Please rewrite the material below, swapping "robotic gripper" for "robot arm" and keeping everything else unchanged. Leave the pictures out of your answer.

## start ENTRIES SHOWN

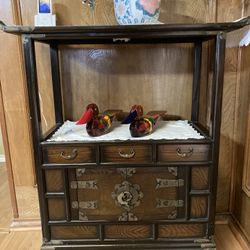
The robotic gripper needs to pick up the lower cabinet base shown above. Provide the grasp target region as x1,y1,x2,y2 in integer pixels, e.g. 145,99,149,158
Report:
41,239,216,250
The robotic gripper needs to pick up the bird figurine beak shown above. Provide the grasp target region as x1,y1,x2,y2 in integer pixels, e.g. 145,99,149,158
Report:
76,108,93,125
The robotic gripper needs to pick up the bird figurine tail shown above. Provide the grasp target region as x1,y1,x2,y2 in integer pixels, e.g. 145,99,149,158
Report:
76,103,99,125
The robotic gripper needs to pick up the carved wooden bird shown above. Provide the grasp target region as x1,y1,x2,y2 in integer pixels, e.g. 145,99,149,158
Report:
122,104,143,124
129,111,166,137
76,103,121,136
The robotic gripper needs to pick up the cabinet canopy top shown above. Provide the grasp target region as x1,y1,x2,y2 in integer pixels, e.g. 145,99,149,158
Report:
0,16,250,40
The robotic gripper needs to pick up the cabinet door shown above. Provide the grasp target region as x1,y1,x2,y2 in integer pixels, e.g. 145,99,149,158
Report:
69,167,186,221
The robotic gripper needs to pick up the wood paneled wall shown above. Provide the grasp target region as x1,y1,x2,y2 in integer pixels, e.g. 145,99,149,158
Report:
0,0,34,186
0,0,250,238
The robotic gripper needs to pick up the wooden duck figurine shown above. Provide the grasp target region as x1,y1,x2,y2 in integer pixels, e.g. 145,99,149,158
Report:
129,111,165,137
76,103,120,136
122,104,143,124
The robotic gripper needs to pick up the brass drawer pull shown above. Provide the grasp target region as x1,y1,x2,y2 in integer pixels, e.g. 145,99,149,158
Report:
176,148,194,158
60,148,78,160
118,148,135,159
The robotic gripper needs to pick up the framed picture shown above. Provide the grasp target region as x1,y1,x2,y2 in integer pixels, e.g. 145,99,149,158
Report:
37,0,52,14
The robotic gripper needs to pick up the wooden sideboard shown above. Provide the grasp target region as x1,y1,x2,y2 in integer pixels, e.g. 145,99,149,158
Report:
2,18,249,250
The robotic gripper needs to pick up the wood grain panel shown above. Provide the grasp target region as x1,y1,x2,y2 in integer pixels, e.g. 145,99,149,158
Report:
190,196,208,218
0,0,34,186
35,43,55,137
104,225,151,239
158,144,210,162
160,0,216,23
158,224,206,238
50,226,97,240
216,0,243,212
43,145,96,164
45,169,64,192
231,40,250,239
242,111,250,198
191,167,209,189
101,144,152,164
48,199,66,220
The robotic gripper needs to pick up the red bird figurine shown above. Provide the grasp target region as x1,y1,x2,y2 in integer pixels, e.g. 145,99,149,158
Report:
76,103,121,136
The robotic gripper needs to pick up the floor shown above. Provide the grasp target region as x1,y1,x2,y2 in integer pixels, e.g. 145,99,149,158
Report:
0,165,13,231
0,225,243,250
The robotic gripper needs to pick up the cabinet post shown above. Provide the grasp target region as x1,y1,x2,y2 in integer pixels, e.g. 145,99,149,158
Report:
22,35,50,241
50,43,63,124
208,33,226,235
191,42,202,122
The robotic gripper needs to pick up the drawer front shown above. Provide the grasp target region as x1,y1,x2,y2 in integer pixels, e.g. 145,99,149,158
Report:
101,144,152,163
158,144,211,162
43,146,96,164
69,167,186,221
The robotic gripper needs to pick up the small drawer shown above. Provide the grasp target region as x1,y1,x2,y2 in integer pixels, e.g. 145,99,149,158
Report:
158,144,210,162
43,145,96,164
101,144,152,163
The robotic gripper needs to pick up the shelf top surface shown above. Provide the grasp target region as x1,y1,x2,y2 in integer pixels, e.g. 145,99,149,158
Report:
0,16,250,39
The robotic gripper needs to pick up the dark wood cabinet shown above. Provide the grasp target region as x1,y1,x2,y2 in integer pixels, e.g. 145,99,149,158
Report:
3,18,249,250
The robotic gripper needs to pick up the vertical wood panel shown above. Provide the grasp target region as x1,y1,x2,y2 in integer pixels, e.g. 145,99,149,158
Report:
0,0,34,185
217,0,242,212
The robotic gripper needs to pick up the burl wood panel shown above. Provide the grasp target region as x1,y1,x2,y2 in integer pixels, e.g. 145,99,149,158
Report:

## end ENTRIES SHOWN

**RESULT FOR THIS EXERCISE**
The robot arm needs to pick up the lower cabinet base shown above. Provide the grasp target region as x1,y1,x2,y2 in integer pixels, e.g. 145,99,149,158
Report:
41,239,216,250
The robot arm needs to pick up the bird figurine beak shown above. Provide the grasp target region as x1,y1,x2,y2 in integer pixels, e.g. 145,99,149,158
Report:
76,108,93,125
The robot arm needs to pick up the bird figurine tail shown above. Provide the grasp target region as x1,y1,x2,y2 in integer pixels, e.g. 145,99,149,158
Report:
76,103,99,125
The robot arm needs to pick up the carved wooden bird shown above. Provide the grasp target region as x1,y1,x2,y2 in integer pixels, e.g. 145,99,149,158
Report:
122,104,143,124
129,111,166,137
76,103,121,136
The robot arm needs to pick up the cabinet canopy top shown above. Provide the grasp target region as x1,y1,x2,y2 in integer pixels, e.g. 145,99,149,158
Report:
0,16,250,40
The robot arm needs to pick up the cabinet door shown above. Provide the grasp target region as x1,y1,x2,y2 in integer pixels, e.g. 145,99,149,158
Report:
69,167,186,221
The robot arm needs to pick up the wood paneled wall shown above. Provide the grasp target region as x1,y1,x2,y2 in integer pixels, e.g. 145,99,149,158
Report:
0,0,34,186
0,0,250,238
The robot arm needs to pick up the wooden duck figurine shown above. Provide the grasp target region as x1,y1,x2,y2 in integer pixels, e.g. 145,99,149,158
Report:
129,111,165,137
76,103,120,136
122,104,143,124
The robot arm needs to pick up the brass drawer pull shown above. Provide the grasp target region as x1,y1,x2,y2 in integer pixels, e.g. 145,99,149,158
Report:
176,148,194,158
60,148,78,160
118,148,135,159
The robot arm needs to pick up the framed picture shown above. Provide the grasp target region as x1,y1,x2,y2 in integer pixels, e.g. 145,99,149,158
Report:
37,0,52,14
The robot arm needs to pick up the wooden sideboard shown above. Provide the grasp target region as x1,y1,x2,y2 in integer pixels, e.g. 145,99,149,158
Report:
2,18,249,250
The robot arm needs to pick up the wood grain panel shown above. Provide the grasp target region as x1,y1,x2,y2 in integer pixels, e.g. 145,99,149,158
Report:
190,196,208,218
0,0,34,186
35,43,55,137
104,225,151,239
158,144,210,162
160,0,216,23
158,224,206,238
50,226,97,240
216,0,243,212
43,145,96,164
45,169,64,192
231,40,250,239
242,111,250,198
191,167,209,189
101,144,152,164
48,199,66,220
The robot arm needs to pick up the red bird figurine shown above. Provide the grasp target region as x1,y1,x2,y2 in integer pixels, e.g. 145,99,149,158
Report:
76,103,121,136
The robot arm needs to pick up the floor shown above. Provide the grasp target region as x1,y1,x2,y2 in integer pixels, e.g. 145,99,149,158
Report:
0,165,13,231
0,225,243,250
The robot arm needs to pick up the cabinet post shown above. Provide the grasp target region as x1,y1,x2,y2 in integer pixels, e.g. 145,99,149,158
Report:
22,35,50,241
50,43,63,124
208,33,226,235
191,42,202,122
The robot arm needs to pick up the drawer front shown above. Provide the grasp target region as x1,y1,x2,y2 in integer pixels, e.g. 145,99,149,158
Report:
101,144,152,163
158,144,211,162
43,146,96,164
69,167,186,221
The robot arm needs to pick up the small drawer shown above. Provide the grasp target region as x1,y1,x2,y2 in integer pixels, e.g. 145,99,149,158
Report:
158,144,210,162
43,145,96,164
101,144,152,163
The robot arm needs to pick up the shelf top surface shown above. Provide the grasp target region as x1,y1,x2,y2 in integer pixels, e.g. 145,99,149,158
Report:
0,16,250,39
The robot arm needs to pick up the dark wood cabinet shown above. Provide the grasp target region as x1,y1,x2,y2 in integer pixels, e.g. 145,99,149,158
Report:
3,18,249,250
The robot arm needs to pick up the vertical wood panel shown above. Provide the grasp target region as x1,y1,x2,y2 in integer pixels, e.g. 145,99,149,158
Report:
0,0,34,185
217,0,242,212
The robot arm needs to pick up the burl wood panel shown above. Provide the grasp target region as x1,y1,x2,y2 in integer pixels, e.g. 145,99,149,158
Report:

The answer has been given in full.